> [Given data]:
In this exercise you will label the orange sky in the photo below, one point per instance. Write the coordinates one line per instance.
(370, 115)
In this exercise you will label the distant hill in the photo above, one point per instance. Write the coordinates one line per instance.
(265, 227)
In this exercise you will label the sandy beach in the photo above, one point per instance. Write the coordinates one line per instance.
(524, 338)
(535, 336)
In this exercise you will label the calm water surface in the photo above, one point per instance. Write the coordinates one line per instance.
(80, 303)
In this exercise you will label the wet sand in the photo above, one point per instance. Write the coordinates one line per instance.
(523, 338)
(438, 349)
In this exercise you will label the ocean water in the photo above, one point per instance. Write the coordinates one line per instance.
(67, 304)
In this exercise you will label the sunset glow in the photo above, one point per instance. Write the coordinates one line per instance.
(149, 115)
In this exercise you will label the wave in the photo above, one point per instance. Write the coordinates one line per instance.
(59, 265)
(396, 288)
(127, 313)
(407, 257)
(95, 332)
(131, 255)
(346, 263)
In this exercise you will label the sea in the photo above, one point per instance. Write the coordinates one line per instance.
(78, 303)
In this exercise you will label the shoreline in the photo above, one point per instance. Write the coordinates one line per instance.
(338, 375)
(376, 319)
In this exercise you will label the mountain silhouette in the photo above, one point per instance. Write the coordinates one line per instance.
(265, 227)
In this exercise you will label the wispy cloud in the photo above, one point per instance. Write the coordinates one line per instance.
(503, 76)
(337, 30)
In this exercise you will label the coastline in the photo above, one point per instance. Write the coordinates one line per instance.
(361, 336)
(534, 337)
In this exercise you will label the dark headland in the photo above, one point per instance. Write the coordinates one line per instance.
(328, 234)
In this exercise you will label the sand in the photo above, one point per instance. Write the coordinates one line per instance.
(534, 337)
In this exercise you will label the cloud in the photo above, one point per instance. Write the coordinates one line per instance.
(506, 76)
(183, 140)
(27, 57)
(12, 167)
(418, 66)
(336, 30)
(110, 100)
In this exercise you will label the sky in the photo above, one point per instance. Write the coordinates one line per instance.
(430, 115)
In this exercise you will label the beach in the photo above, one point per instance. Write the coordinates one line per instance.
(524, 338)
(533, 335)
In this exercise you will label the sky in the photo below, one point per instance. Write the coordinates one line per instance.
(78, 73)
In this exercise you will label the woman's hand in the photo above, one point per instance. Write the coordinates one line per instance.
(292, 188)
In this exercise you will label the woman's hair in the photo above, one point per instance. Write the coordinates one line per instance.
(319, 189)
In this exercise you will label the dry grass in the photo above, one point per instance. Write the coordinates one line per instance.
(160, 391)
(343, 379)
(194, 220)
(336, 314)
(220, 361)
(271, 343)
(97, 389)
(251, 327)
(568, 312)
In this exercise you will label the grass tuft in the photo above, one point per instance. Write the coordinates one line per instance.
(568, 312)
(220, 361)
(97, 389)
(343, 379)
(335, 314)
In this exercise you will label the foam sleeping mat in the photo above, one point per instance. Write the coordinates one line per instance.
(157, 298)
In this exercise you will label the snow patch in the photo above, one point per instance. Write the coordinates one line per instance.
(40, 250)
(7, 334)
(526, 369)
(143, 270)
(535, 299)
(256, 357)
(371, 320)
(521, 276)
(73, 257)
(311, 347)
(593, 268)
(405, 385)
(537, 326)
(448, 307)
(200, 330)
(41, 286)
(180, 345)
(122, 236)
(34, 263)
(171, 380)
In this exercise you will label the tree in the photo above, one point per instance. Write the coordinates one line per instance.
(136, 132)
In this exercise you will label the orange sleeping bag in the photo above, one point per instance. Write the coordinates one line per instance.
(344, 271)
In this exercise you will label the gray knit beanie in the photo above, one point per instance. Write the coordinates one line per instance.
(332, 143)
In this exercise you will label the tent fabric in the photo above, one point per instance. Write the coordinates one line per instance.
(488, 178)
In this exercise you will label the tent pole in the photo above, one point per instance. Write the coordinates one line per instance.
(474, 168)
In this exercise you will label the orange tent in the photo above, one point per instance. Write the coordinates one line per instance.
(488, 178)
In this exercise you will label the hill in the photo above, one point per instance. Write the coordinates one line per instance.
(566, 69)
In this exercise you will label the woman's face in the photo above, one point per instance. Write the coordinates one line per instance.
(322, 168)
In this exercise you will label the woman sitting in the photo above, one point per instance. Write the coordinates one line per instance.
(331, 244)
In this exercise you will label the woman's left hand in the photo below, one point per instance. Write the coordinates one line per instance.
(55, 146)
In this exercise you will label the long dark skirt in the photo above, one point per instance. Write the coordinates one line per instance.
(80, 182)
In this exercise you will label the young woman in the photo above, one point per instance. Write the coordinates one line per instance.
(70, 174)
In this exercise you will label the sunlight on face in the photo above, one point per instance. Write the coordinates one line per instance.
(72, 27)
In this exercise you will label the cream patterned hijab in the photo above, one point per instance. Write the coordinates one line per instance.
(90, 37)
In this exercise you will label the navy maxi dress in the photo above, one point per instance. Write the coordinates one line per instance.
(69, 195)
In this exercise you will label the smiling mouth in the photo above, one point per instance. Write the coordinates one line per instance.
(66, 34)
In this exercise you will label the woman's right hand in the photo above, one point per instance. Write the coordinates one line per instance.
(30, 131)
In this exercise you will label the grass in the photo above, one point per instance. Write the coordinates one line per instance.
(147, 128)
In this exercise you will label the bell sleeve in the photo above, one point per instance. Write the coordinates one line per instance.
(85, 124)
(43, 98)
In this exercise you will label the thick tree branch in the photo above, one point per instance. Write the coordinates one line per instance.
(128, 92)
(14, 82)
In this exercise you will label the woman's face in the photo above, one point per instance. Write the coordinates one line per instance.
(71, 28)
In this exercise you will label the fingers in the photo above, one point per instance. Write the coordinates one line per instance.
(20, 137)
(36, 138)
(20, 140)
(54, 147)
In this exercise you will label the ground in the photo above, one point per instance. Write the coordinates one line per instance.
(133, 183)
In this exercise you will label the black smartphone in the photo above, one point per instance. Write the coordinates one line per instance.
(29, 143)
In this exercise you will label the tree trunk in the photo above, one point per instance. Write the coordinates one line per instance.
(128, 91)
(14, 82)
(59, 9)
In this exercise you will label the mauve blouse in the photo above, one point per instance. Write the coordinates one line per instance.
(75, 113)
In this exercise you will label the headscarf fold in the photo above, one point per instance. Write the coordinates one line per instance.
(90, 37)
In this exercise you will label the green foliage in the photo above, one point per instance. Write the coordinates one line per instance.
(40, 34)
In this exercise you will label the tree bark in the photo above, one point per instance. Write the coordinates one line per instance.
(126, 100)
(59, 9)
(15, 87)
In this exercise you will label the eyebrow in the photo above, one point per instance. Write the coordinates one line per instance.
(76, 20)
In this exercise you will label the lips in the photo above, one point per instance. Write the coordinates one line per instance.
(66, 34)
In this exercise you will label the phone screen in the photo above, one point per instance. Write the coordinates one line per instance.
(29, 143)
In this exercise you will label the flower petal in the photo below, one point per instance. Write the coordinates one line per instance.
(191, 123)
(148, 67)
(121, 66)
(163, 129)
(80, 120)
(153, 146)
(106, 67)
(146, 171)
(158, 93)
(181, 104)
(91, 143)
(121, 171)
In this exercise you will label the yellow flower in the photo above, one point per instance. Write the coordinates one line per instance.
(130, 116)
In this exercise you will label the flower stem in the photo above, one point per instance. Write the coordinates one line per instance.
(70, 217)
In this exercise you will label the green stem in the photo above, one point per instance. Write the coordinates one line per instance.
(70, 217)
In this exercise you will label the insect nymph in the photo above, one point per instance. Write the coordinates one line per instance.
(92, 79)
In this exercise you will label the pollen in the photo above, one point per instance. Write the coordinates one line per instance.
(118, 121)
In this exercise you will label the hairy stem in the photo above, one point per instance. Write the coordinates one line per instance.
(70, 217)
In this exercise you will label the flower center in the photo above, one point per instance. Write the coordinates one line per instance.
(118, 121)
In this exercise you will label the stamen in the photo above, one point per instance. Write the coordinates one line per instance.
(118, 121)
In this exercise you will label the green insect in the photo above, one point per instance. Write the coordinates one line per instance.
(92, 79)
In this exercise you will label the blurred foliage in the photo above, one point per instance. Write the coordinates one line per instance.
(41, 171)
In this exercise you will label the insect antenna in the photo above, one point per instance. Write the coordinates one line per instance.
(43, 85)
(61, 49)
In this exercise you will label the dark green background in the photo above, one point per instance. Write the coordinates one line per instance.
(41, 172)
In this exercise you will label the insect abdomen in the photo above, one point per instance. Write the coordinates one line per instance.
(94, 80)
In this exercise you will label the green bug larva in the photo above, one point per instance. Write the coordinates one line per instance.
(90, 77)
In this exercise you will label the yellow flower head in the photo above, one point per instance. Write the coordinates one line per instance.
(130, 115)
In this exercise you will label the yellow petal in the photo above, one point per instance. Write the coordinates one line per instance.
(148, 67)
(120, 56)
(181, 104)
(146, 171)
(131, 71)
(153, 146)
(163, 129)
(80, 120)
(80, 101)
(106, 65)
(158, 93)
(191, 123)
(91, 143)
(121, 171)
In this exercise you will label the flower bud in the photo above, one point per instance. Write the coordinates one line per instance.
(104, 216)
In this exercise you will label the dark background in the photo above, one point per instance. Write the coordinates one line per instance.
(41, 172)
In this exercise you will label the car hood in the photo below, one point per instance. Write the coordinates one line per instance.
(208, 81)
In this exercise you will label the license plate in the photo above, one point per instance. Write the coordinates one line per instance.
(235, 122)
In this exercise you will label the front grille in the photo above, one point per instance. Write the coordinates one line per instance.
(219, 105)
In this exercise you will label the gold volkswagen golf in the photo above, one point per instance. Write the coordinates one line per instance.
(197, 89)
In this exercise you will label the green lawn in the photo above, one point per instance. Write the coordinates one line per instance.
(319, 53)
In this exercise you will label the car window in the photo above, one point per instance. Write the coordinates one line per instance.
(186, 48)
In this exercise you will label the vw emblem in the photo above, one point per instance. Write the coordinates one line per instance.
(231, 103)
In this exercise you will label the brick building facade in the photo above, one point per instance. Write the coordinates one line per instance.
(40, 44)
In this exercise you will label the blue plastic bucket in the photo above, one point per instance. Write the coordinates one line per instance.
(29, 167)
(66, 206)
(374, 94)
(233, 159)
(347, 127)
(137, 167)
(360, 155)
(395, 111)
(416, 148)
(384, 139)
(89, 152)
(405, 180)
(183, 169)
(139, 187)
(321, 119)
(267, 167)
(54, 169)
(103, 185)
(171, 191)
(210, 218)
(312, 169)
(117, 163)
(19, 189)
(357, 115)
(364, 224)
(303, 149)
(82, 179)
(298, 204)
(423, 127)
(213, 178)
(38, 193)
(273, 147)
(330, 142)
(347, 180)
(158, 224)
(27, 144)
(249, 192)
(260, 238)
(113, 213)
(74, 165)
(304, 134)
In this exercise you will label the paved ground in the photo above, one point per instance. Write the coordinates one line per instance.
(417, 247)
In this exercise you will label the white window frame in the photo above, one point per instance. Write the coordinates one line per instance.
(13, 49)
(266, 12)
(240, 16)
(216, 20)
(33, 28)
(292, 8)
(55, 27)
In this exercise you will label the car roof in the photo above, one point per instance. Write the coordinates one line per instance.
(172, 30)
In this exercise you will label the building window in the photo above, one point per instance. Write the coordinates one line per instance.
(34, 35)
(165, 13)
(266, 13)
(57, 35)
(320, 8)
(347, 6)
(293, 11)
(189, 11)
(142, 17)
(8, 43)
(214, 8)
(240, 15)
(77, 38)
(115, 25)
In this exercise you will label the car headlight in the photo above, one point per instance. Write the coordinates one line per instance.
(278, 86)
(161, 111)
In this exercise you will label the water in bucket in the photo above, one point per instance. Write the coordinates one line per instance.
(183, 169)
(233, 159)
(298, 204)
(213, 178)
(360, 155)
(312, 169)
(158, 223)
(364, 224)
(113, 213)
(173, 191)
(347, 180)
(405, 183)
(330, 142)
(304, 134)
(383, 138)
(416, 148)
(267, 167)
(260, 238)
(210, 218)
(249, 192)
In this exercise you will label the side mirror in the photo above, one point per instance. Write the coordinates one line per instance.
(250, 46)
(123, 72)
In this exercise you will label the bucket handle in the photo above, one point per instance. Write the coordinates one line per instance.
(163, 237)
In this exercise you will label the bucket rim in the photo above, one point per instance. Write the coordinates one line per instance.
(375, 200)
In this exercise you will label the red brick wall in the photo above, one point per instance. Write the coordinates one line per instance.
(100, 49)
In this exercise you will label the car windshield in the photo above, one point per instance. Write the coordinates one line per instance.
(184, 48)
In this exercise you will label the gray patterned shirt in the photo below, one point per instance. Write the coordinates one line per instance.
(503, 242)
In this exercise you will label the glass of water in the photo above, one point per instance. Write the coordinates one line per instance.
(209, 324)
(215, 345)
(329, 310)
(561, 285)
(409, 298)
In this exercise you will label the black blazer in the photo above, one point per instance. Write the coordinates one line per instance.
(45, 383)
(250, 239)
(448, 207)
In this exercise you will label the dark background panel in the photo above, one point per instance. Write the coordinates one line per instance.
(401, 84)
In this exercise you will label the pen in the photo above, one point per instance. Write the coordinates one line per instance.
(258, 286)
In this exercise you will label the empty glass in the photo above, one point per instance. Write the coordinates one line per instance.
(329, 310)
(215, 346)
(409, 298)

> [Problem details]:
Each line from the one containing "In this exercise you will label the empty" to the end of the records should be echoed exactly, and no other line.

> [Your response]:
In this exercise you will label the empty glass in the photo above, one point per instance. Write the coordinates one line per instance.
(329, 310)
(215, 346)
(409, 298)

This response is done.